▶ **ВАША ЗАДАЧА**:
Можете продолжить приведенный ниже отрывок о Наполеоне после Ватерлоо, начав сразу за его последним предложением?

▶ **ПРЕДОСТАВЛЕННЫЙ ОТРЫВОК**:
* * * * *
Маршалы и генералы и впрямь оказались небезупречны: Ней не сумел развить начальных успехов, а Груши не подоспел в нужный момент с подкреплением.
Непрерывный дождь, ливший как из ведра весь предшествующий день, и правда размыл дороги, что затруднило действия артиллерии и конницы.
И все же главное было не в этом.
Наполеон всегда учил и сам следовал этому твердо установленному правилу: для обеспечения победы в любых условиях необходим значительный численный перевес над противником. А при Ватерлоо император обладал войском чуть большим полутораста тысяч человек, в то время как у противников было около миллиона.
Это и решило исход сражения.
Скажем больше.
Если бы даже Наполеону чудом удалось победить при Ватерлоо, то за этим все равно последовало бы новое Ватерлоо.
Ибо у союзников были значительные и возрастающие резервы, а у Наполеона их не было и быть не могло: их было негде взять.
Не было?..
Негде было взять?..
А народ? Тот самый народ — солдаты, крестьяне, рабочие, — который принял его под Греноблем и довел до Парижа, который обеспечил необыкновенную легкость государственного переворота и который даже сейчас, после Ватерлоо, устраивал каждодневные демонстрации под теми же лозунгами — «Да здравствует император!», «Долой Бурбонов!» — народ, который все еще продолжал видеть в нем «генерала революции»?
Несомненно, народ мог многое сделать.
Народ, воспламененный заботой о спасении родины, революционной родины, мог бы превратиться в несокрушимую силу, которой оказались бы по плечу любые коалиции.
Это ведь уже было испытано.
Когда (в былые дни) против революционной Франции сложился союз монархов, почти такой же, как и в 1815 году, когда главнокомандующий союзников герцог Брауншвейгский обещал сжечь и уничтожить Париж, народ провозгласил: «Отечество в опасности!» — и сумел отстоять свою независимость. Революционное правительство Робеспьера, опиравшееся на народ, в 1793 — 1794 годах не только отбросило войска коалиции, но и вывело Францию на дорогу славы, ту самую, которую затем мастерски использовал генерал Бонапарт.
Народ и теперь не стал другим — это он блестяще доказал в марте 1815 года.
Народ и теперь готов был стать опорой «генерала революции».
Но для этого Наполеон Бонапарт должен был стать подлинным генералом революции. Не на словах, а на деле. Для этого он должен был пойти путем Робеспьера.
Он не сделал этого, хотя подобная мысль и приходила ему в голову.
Кто знает? Будь при нем в качестве ближайшего помощника и советника друг его юности Филипп Буонарроти, он, может быть, отважился бы позаимствовать кое-что из тактики Робеспьера… Впрочем, и Робеспьер кончил полным крахом…
Но Буонарроти не было.
* * * * *
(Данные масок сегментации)

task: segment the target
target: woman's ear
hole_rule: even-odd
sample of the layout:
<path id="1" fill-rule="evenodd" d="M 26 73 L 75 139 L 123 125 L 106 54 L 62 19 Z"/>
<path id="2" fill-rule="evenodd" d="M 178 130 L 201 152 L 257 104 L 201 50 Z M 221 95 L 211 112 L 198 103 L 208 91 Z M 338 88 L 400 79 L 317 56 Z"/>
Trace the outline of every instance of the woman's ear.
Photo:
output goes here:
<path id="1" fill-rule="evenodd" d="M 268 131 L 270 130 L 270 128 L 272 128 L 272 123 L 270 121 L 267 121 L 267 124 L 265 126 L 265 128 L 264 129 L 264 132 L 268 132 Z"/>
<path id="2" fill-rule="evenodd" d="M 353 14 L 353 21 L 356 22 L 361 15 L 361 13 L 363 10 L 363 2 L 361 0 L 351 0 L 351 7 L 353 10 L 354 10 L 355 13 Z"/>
* * * * *
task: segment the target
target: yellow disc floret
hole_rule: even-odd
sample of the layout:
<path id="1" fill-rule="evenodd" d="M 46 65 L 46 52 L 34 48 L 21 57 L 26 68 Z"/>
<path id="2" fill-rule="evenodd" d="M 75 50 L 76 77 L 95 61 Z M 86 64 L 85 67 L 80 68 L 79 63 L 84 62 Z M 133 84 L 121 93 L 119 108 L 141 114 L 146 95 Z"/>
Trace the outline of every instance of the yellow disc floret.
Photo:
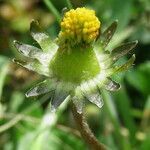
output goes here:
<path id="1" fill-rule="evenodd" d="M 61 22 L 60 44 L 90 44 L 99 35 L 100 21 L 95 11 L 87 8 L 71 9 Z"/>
* * * * *
▶ **ОТВЕТ НА ЗАДАЧУ**:
Был честный Коленкур, погрязший в бесперспективных делах своего министерства иностранных дел, был Даву, в качестве военного министра старавшийся собрать как можно больше новобранцев, был Карно, готовый провозгласить «Отечество в опасности», но весьма далекий от Наполеона, всегда относившегося к нему с неприязнью, был, наконец, Фуше, который уже сплел паутину нового заговора.
Наполеон все видел и понимал.
Как-то, еще до Ватерлоо, он заметил герцогу Отрантскому:
— А зря я вас все-таки не повесил, Фуше. Вы ведь изменник.
На что министр полиции ответил с обычным шутовским поклоном:
— Отнюдь не разделяю мнения вашего величества.
Нет, не пошел Бонапарт путем Робеспьера.
Не мог пойти.
Участь его была решена.
Ex nihilo nihil.
И теперь-то наконец он понял это.
В Париж он возвратился в каком-то полусонном состоянии, которое не покидало его больше.
Было 21 июня.
Он не поехал в Тюильри, который отныне казался ему чужим и неуютным, а остановился в Елисейском дворце, где и подписал новое отречение в пользу сына.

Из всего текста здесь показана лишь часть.